--- Start of Data provided ---

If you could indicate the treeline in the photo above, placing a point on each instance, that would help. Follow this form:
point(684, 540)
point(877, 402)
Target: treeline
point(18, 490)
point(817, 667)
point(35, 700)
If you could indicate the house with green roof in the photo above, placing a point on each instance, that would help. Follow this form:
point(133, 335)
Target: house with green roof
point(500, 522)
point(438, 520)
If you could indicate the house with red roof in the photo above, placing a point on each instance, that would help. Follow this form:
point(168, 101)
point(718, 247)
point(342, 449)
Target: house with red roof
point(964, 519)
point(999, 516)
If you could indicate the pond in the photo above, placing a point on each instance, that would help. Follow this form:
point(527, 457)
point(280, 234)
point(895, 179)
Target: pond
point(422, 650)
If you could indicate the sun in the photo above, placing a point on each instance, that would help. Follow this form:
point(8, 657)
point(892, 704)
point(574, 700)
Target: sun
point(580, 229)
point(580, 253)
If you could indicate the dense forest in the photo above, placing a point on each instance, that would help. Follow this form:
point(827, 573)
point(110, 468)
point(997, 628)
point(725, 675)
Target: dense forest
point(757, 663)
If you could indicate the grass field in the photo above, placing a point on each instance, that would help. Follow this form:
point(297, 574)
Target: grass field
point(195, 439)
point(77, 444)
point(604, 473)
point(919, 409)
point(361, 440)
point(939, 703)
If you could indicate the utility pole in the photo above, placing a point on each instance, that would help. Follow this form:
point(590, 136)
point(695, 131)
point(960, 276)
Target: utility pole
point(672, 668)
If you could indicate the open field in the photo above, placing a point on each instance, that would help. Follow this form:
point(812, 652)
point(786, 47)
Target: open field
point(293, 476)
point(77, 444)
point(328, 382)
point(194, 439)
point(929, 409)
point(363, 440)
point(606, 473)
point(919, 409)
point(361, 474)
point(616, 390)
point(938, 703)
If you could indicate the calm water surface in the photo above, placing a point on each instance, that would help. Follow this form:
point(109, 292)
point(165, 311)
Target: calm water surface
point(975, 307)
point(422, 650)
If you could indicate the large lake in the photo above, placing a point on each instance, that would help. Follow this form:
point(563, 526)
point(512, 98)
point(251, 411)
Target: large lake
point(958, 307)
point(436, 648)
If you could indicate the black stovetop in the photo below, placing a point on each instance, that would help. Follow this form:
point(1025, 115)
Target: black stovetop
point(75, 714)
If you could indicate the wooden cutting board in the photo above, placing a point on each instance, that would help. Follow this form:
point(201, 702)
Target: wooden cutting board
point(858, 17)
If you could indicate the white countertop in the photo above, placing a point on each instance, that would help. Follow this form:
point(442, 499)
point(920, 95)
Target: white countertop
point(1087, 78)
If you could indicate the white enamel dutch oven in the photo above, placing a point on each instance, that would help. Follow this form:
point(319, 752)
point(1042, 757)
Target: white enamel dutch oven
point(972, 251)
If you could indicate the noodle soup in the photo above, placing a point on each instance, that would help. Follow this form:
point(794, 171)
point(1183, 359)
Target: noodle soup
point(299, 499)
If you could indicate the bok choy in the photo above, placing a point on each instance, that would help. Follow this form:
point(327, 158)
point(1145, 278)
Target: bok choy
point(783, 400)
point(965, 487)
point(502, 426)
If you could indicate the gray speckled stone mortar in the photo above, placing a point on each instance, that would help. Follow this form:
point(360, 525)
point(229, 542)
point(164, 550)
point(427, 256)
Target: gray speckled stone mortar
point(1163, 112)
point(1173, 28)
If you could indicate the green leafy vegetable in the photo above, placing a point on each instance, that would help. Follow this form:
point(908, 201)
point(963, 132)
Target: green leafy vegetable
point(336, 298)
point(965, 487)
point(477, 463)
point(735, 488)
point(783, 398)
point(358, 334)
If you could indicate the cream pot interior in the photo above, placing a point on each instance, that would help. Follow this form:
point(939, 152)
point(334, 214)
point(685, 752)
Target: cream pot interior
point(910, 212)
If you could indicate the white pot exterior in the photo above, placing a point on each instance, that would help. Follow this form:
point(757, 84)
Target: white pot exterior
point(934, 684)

--- End of Data provided ---

Copy everything from the line containing "If you could indicate the gray" down to the end of the records, keeping every line identical.

If you could indicate the gray speckled stone mortar in the photo above, placing a point on each instance, that would help. Follow this form:
point(360, 525)
point(229, 542)
point(164, 550)
point(427, 256)
Target: gray speckled stone mortar
point(1163, 112)
point(1173, 28)
If you could indicate the green leafy vegetable in the photo above, placing a point on each instance, that would help. Follow this form:
point(908, 201)
point(963, 132)
Target: green leafy vegetable
point(336, 298)
point(965, 487)
point(477, 463)
point(735, 488)
point(783, 398)
point(358, 334)
If you could indicate the cream pot interior in the photo above, placing a point on each instance, that would help. Follow this form:
point(939, 152)
point(334, 214)
point(685, 752)
Target: cream pot interior
point(910, 212)
If you could indicate the white pot exterior in the photo above, placing a point on each instance, that would help. Follow this form:
point(757, 84)
Target: white pot exterior
point(934, 684)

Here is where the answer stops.